[Position annotation records]
>>>>

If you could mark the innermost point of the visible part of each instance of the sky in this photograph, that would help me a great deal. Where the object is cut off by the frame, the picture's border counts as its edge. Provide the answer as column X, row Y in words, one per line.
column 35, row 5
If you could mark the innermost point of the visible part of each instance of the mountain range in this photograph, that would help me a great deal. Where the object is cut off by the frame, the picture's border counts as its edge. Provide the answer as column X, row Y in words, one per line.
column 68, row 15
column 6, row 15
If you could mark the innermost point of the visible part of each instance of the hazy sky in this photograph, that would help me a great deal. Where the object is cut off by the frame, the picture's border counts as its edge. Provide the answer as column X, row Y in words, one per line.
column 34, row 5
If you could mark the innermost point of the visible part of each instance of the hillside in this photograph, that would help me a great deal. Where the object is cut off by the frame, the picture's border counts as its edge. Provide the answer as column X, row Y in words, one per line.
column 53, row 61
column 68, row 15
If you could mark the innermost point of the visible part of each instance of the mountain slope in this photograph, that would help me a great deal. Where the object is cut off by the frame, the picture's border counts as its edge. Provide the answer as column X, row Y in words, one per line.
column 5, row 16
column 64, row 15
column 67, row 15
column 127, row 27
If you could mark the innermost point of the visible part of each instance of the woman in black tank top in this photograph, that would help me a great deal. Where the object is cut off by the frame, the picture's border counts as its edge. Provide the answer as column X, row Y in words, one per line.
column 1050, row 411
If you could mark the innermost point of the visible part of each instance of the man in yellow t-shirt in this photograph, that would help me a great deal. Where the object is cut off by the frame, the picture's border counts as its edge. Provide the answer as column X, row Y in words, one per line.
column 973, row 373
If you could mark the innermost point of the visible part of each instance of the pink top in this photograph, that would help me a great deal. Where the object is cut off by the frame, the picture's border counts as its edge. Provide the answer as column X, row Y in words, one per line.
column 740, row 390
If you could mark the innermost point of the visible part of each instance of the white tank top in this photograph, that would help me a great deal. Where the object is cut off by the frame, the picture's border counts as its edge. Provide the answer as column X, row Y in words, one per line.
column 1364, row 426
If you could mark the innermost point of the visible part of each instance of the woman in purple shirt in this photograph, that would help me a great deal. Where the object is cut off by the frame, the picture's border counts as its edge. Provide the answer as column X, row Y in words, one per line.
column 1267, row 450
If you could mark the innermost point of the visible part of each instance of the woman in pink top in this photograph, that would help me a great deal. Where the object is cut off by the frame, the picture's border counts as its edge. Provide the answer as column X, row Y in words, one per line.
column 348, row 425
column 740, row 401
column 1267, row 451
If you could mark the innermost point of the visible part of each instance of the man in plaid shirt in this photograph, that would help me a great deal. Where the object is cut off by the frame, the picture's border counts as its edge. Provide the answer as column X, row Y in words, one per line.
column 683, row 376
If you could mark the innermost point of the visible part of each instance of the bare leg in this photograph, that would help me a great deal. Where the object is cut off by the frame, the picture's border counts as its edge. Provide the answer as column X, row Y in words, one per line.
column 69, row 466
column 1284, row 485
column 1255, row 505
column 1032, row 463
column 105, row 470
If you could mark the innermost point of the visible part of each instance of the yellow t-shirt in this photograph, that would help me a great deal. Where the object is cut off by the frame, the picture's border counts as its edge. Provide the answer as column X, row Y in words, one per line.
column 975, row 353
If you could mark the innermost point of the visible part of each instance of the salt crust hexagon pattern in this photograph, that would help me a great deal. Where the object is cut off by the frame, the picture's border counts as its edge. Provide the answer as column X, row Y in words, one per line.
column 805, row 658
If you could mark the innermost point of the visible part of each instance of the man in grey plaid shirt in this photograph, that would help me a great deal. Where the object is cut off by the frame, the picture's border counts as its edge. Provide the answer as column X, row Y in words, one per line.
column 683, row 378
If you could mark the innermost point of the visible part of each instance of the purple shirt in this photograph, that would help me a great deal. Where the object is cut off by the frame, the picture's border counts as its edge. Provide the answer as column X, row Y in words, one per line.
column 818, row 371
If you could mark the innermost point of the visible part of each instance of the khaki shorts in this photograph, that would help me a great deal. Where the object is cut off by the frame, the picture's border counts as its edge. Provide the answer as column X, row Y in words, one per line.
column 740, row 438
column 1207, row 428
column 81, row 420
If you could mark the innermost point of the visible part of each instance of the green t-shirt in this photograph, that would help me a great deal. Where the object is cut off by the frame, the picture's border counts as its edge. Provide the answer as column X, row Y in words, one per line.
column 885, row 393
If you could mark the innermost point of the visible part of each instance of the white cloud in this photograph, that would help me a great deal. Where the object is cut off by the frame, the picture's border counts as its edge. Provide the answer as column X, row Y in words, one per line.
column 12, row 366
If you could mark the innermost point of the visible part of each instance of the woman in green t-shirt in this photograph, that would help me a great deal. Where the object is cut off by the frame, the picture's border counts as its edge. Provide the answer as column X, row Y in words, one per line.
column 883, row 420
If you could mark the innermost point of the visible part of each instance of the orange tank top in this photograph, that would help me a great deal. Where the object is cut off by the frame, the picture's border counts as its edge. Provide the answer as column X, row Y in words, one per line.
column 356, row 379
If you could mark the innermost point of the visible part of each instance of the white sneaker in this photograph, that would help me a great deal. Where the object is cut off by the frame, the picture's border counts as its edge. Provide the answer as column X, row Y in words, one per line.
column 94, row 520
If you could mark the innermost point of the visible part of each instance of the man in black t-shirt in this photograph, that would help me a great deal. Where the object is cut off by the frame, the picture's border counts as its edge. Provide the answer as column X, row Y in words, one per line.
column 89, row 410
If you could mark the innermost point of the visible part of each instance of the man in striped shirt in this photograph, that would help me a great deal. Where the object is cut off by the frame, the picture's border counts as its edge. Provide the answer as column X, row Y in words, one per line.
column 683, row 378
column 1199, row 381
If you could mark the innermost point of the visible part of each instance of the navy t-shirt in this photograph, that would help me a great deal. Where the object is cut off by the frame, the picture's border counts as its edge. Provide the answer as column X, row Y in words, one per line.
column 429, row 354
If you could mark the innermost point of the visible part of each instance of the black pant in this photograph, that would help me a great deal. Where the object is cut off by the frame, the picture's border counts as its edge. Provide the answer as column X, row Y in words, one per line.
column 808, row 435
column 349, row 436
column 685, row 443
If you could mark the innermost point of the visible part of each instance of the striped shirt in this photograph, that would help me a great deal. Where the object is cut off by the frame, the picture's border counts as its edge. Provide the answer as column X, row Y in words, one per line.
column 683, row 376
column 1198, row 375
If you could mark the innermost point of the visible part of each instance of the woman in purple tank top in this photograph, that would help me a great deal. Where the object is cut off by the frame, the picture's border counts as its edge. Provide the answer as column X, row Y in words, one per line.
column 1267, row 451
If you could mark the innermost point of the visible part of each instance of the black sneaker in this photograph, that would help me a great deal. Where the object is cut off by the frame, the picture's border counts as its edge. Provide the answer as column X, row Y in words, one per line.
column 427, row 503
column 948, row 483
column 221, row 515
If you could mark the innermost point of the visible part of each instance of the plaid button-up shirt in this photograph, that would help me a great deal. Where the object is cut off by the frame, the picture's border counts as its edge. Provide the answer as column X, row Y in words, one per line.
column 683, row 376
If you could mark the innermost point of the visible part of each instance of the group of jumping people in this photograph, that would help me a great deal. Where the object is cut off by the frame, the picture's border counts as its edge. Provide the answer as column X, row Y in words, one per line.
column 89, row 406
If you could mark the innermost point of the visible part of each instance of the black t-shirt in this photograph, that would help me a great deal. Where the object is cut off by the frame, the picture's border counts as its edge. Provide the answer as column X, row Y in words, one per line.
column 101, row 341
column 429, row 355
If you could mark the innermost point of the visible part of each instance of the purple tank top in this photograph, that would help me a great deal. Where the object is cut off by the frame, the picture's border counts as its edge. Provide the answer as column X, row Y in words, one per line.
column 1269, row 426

<<<<

Update the records by replacing every "innermost point" with "most interior point", and leave everything else unchanged.

If you could mark the most interior point of the visible part of each instance of the sky in this photograph, that would help me a great deal. Where the object is cut off by the frame, the picture's border counts as its edge. Provide the answer as column X, row Y in words, one per line.
column 35, row 5
If you could mark the most interior point of the visible part of each instance of the mountain range in this photograph, that would help me a great deal. Where the object is cut off by the frame, the picture's border counts as its edge. Provide the answer as column X, row Y in words, one per line.
column 68, row 15
column 6, row 15
If you could mark the most interior point of the visible part of each instance of the hazy sky in this photograph, that would help me a great deal. Where the object is cut off by the frame, the picture's border counts as its edge. Provide the answer as column X, row Y in words, one per line.
column 34, row 5
If you could mark the most interior point of the visible part of each instance of the hillside in this photograph, that would help me a great deal. Where the object is cut off by the frame, the picture's border counts as its edge. Provide the answer as column X, row Y in words, one per line.
column 53, row 61
column 68, row 15
If you could mark the most interior point of the visible part of each instance of the mountain slope in this photograph, that would help me a great deal. Where the object is cut off by the frame, the picture's border counts as its edge. Provide the answer as column X, row Y in words, one per line.
column 5, row 16
column 64, row 15
column 67, row 15
column 127, row 27
If you could mark the most interior point of the visible part of each instance of the woman in black tank top in this photograph, that would help me a great deal. Where the object is cut off by the frame, the picture's border counts as its edge. Provide the answer as column X, row Y in words, one per line.
column 1050, row 411
If you could mark the most interior point of the visible part of each instance of the man in yellow t-shirt in this photograph, that would help me a great deal. Where the object is cut off by the frame, the picture's border counts as its edge. Provide the answer as column X, row Y in words, one per line.
column 973, row 373
If you could mark the most interior point of the visible part of each instance of the pink top in this photograph, that would help me a great deal. Where the object is cut off by the frame, the picture's border counts as its edge. Provide the answer as column X, row Y in words, one per line.
column 740, row 390
If you could mark the most interior point of the visible part of each instance of the white tank top in this photograph, that would help me a great deal. Where the object is cut off by the frame, the picture's border counts as its edge. Provide the answer as column X, row Y in words, one per line.
column 1364, row 426
If you could mark the most interior point of the visible part of each instance of the woman in purple shirt in this photograph, that would help me a great deal. Where the object is cut off by the frame, the picture's border counts as its edge. Provide the answer as column X, row Y in words, one per line.
column 1267, row 450
If you could mark the most interior point of the visible part of each instance of the woman in pink top in this photograph, that would help me a great deal. Where the object is cut off by the frame, the picture's border counts as its edge. Provide the answer as column X, row Y in words, one per line.
column 348, row 425
column 740, row 401
column 1267, row 451
If you could mark the most interior point of the visible part of each instance of the man in plaid shirt in this photograph, that would help me a great deal. Where the object is cut off by the frame, the picture's border counts as its edge. Provide the answer as column X, row Y in words, one per line.
column 683, row 376
If you could mark the most interior point of the visible part of each instance of the bare leg in this photograph, that would help me a great deal. Where the object is cut off by the frame, the picture's border counts as its edge. Provide the answer as column X, row Y in words, one per line.
column 69, row 466
column 1284, row 485
column 1255, row 505
column 1032, row 463
column 105, row 470
If you could mark the most interior point of the visible part of each instance of the yellow t-shirt in this photograph, that would help me a great deal. Where the object is cut off by the frame, the picture's border counts as its edge. Provide the answer as column X, row Y in words, one per line.
column 975, row 353
If you could mark the most interior point of the visible part of each instance of the salt crust hexagon pattern in this photograph, that would help me a great deal. Where the object is cut off by the frame, the picture's border counts as its edge. Provide the answer as column X, row Y in words, one per line.
column 805, row 658
If you could mark the most interior point of the visible part of each instance of the man in grey plaid shirt in this photograph, that would help me a great deal. Where the object is cut off by the frame, the picture's border counts as its edge. Provide the answer as column X, row Y in words, one per line.
column 683, row 378
If you could mark the most interior point of the visible part of each instance of the purple shirt in this photograph, that would help me a great deal. Where the object is cut off by the frame, the picture's border counts as its edge. Provide the answer as column X, row Y in words, one per line.
column 818, row 371
If you could mark the most interior point of the visible part of each instance of the khaki shorts in this photograph, that would help me a great deal. Where the object is cut off by the frame, the picture's border counts as its edge. Provide the answer as column X, row Y in words, one per line.
column 740, row 438
column 1207, row 428
column 81, row 420
If you could mark the most interior point of the visible part of each instance of the green t-shirt in this photograph, that would help me a great deal. Where the object is cut off by the frame, the picture's border counts as its edge. Provide the answer as column X, row Y in words, one per line.
column 885, row 393
If you could mark the most interior point of the visible part of each instance of the white cloud in this photograph, that would help me a great deal. Where the object is cut off by the frame, the picture's border counts as its edge. Provide the answer as column X, row Y in words, one per line.
column 12, row 366
If you could mark the most interior point of the visible part of each instance of the woman in green t-shirt in this photograph, that would help me a great deal. Where the object is cut off by the frame, the picture's border counts as its edge. Provide the answer as column X, row Y in words, one per line.
column 883, row 420
If you could mark the most interior point of the visible part of each instance of the orange tank top in this photograph, that would help me a great deal. Where the object is cut off by the frame, the picture's border counts as its edge. Provide the answer as column X, row Y in words, one per line.
column 356, row 379
If you could mark the most interior point of the visible part of each instance of the white sneaker in this photograph, that would help me a great deal. Where the object is cut off by the frame, the picture's border counts as its edge. Provide the answer as column X, row Y in words, one per line.
column 94, row 520
If you could mark the most interior point of the visible part of each instance of the man in black t-shirt in this photograph, that would help me a great deal. Where the object is cut off by the frame, the picture's border counts as its edge. Provide the answer as column X, row Y in words, one per line.
column 89, row 410
If you could mark the most interior point of the visible part of each instance of the man in striped shirt in this photograph, that would help me a great deal. Where the object is cut off by the frame, the picture's border counts as its edge. Provide the answer as column X, row Y in words, one per line.
column 683, row 378
column 1199, row 381
If you could mark the most interior point of the visible part of each instance of the navy t-shirt in this photograph, that would help me a great deal. Where the object is cut off by the frame, the picture's border counts as its edge. Provide the answer as column X, row Y in words, one per line.
column 429, row 354
If you could mark the most interior point of the visible part of each instance of the black pant in this photograph, that would help me a great deal. Where the object is cut off by the frame, the picture's border counts as its edge. Provide the answer as column X, row Y in words, one per line.
column 808, row 435
column 349, row 436
column 685, row 443
If you could mark the most interior point of the visible part of each instance of the striped shirt in this photograph, that would help me a great deal. Where the object is cut off by the frame, the picture's border counts as its edge. Provide the answer as column X, row Y in words, one per line.
column 683, row 376
column 1198, row 375
If you could mark the most interior point of the visible part of each instance of the woman in purple tank top in this photograph, that would help me a great deal. Where the object is cut off by the frame, the picture's border counts as its edge. Provide the answer as column X, row Y in words, one per line.
column 1267, row 451
If you could mark the most interior point of the visible part of each instance of the black sneaker in this photograph, that would help me a great deal. Where the object is cut off by the frame, the picture's border counts as its edge. Provide the answer as column X, row Y in words, one per line.
column 427, row 503
column 948, row 483
column 221, row 515
If you could mark the most interior point of the visible part of each instance of the plaid button-up shirt in this photograph, that would help me a great deal. Where the object is cut off by the frame, the picture's border counts as its edge. Provide the answer as column X, row Y in words, one per line.
column 683, row 376
If you could mark the most interior point of the visible part of each instance of the group of jumping people in this photograph, that would help me a great deal. Where the object is cut off by the frame, the picture's border counts as its edge. Provide the answer as column X, row Y in words, one per line.
column 89, row 406
If you could mark the most interior point of the visible part of each instance of the black t-shirt in this photograph, that would help me a great deal. Where the object is cut off by the frame, the picture's border counts as its edge. Provide the answer as column X, row Y in words, one per line.
column 101, row 341
column 429, row 355
If you could mark the most interior point of the visible part of each instance of the purple tank top in this photograph, that would help me a great deal. Where the object is cut off by the frame, the picture's border counts as its edge. Provide the answer as column X, row Y in words, one per line.
column 1269, row 426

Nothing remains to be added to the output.